If you’ve ever asked yourself, “Am I being underpaid?” then know that you’re not alone. Forty-three percent of U.S. workers believe they’re not being paid appropriately. When you have student loan payments to make and financial goals to reach, believing you’re overworked and underpaid can be pretty disheartening.
Deciding how to deal with being underpaid will differ depending on your situation. To help you determine whether you’re really not making what you should be, we’ve compiled a list of signs that you’re being underpaid (and overworked perhaps), along with tips on how to deal with it.
Sites like Indeed, LinkedIn, PayScale and Salary.com have job salary listings and salary comparison tools you can use to research and compare salaries in your field. The U.S. Bureau of Labor and Statistics website also posts wage data for over 800 occupations organized by state and metro area. If you’re interested in a career change, you can sort the occupations by median wage to search for well-paid jobs and underpaid jobs.
Offline, you can ask peers in the same field what their salary is to see if you are being paid fairly. If peers are tight-lipped about their earnings, consider answering calls from recruiters to find out the salary they’re offering. “Keep in mind they’re probably telling you the best case scenario just to get you excited [to move companies], but it’ll still give you a clue as to what the market is saying out there,” said Rita Friedman, a Philadelphia-based job search and career coach.
“Am I being paid enough for my job?” is a question we all ask ourselves at one point or another in our careers. Remember that salary is just one cog in the wheel that makes up your total compensation package. Besides your take-home pay, total compensation includes employer retirement matches, health care benefits, professional development opportunities and other office perks, according to Friedman. If you have a job with decent benefits, low stress and great coworkers, consider whether these perks are worth sacrificing a few extra thousand dollars per year.
Since determining whether you’re being underpaid isn’t always easy, here are a few signs you’re not valued at work:
- Coworkers are getting paid more: Pretty clear-cut here—You learn from peers that they’re making more than you for close to the same amount of work.

══════

** Required task A **
Determine how many lines of the records contain the string "print", and reply with that number alone.
The article on being underpaid and the records after it are unrelated pieces of material.

══════

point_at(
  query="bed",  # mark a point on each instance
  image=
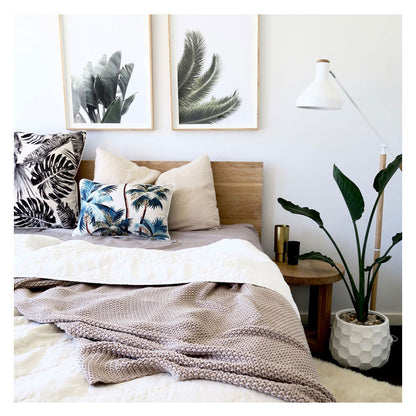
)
(217, 321)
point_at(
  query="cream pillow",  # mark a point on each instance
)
(110, 168)
(194, 203)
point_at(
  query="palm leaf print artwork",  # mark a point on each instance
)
(194, 86)
(99, 94)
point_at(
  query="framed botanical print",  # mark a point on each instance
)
(214, 71)
(107, 71)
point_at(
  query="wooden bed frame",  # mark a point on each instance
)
(238, 185)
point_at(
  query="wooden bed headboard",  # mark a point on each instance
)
(238, 185)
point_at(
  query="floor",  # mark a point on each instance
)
(390, 372)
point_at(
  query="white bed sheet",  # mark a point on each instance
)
(46, 366)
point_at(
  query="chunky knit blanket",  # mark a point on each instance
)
(241, 334)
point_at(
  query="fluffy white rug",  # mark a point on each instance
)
(348, 386)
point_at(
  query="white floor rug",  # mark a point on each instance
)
(348, 386)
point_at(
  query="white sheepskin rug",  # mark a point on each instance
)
(348, 386)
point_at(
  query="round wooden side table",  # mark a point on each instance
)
(319, 276)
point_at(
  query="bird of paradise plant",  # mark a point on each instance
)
(360, 296)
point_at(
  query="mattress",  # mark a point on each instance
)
(44, 353)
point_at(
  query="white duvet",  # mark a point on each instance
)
(46, 367)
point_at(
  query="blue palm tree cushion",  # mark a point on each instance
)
(124, 210)
(44, 179)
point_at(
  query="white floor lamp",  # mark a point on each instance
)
(321, 95)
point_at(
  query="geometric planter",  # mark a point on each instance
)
(360, 346)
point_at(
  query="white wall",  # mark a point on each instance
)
(298, 147)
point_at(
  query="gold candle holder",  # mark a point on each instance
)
(281, 237)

══════

** Required task B **
Continue the article about being underpaid, starting right after its last sentence.

** Exercise answer A **
2

** Exercise answer B **
- Raises are negligible or nonexistent: You’ve been with a company for a while and you’ve only seen cost of living salary increases of 1 to 2% and not much more.
- New responsibilities are routinely put on your shoulders: Your tasks and duties have increased since taking the job, but your salary has not. You’re asked to take on extra work without extra compensation.
- The office looks to you as the expert: When people have questions about policies and procedures, they turn to you. Sadly, your salary hasn’t increased much with seniority.
- The company is profiting handsomely from your work: You see the company is making a direct ROI from relationships you have, deals you close and experience you bring to the table. However, you’re not seeing any compensation for the value you offer.
- You are in a constant state of limbo: Your review keeps getting put off so you’re unable to have a conversation about your salary. You may be told there’s a freeze on raises or bonuses, and the freeze seems never-ending.
- Your employer is encouraging you to “work off the clock”: You’re paid hourly and your boss asks you to work before “clocking in” or after “clocking out” to minimize overtime hours. This may be illegal. We’ll discuss your employment rights below.
If you’re seeing the above signs, it may be time to plot your next move whether it is talking to your manager or exploring other places of employment.
Coming to the conclusion that you are underpaid isn’t a good feeling, but you shouldn’t storm into your boss’s office to air out your grievances without a plan. Here’s what to do when you’re underpaid:
- Take stock of the situation
- Put together your pitch
- Schedule a raise meeting with your boss
- Dust off your resume and play the field.
- Prepare to negotiate with a new employer
First, be honest with yourself. In some situations, it may not be the salary of your current job that is the problem because the salary is appropriate, Friedman said. Instead, you outgrew the role, and you’re ready for a new one inside or outside of your company.
Another factor to consider before asking for more money is whether the company can afford to give you an increase. Say you work in accounting for a small mom-and-pop business. Your salary may be lower than the industry average, but a raise may not be feasible. In this instance, pushing for a raise may just ruffle feathers, and it’s not worth the effort. It may just be time to move on.
If the company is capable of giving you a raise and seems receptive, start planning for the conversation. If you’re wondering how to ask for a raise when you’re underpaid and how to tell your boss you feel undervalued, we’ll tackle that next.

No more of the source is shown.